What the task asks: Convert everything from the line containing "Please locate the decorative" through the end of the records into a JSON list of strings, one string per line, skipping any blank lines.

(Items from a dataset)
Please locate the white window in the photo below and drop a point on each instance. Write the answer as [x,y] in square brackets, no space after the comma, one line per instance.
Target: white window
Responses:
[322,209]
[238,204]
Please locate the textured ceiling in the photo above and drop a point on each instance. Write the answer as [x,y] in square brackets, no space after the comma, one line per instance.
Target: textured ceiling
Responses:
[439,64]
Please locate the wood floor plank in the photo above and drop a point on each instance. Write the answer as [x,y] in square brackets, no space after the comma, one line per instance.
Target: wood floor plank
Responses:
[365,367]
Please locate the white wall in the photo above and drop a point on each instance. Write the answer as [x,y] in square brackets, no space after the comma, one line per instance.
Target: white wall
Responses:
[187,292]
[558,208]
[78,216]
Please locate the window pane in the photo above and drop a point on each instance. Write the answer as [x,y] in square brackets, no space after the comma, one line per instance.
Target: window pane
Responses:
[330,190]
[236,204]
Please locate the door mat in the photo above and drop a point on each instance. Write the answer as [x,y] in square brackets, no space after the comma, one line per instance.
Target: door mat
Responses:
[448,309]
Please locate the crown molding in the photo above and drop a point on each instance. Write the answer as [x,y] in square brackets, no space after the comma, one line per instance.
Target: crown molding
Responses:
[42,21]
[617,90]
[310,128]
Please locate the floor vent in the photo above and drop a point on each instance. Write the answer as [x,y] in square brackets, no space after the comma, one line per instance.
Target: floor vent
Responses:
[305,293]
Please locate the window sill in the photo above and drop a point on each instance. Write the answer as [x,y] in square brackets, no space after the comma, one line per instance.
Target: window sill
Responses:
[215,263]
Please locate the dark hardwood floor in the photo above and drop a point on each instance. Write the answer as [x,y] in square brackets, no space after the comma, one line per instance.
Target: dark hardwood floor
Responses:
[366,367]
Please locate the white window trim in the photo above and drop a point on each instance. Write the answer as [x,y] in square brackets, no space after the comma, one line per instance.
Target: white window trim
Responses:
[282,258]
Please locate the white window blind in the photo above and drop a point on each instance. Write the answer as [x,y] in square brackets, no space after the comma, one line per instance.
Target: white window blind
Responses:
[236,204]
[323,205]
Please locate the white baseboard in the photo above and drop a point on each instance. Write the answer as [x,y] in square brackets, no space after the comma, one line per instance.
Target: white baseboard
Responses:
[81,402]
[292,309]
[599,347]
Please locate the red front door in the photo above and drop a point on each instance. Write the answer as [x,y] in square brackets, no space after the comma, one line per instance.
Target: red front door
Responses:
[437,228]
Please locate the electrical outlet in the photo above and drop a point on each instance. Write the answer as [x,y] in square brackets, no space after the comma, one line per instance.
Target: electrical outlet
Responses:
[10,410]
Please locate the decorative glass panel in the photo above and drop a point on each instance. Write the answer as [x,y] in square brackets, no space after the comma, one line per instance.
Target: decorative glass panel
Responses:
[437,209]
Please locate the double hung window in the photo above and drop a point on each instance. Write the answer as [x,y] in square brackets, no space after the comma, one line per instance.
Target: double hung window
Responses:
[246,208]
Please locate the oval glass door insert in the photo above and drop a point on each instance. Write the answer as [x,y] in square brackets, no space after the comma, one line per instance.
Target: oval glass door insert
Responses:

Exercise answer:
[
  "Please locate the decorative glass panel in the photo above and drop a point on each instance. Write the answer as [x,y] in square brackets, no space after the comma, one line per instance.",
  "Target: decorative glass panel",
  "Responses:",
  "[437,209]",
  "Please locate the double hung window in the photo above and drop a point on each instance. Write the answer as [x,y] in square brackets, no space after the comma, one line per instance.",
  "Target: double hung window",
  "Responses:",
  "[246,208]",
  "Please locate the oval glass door insert in the photo above and drop a point on each instance. Write the answer as [x,y] in square brackets, no space after the comma, one line per instance.",
  "Target: oval glass door insert",
  "Responses:"
]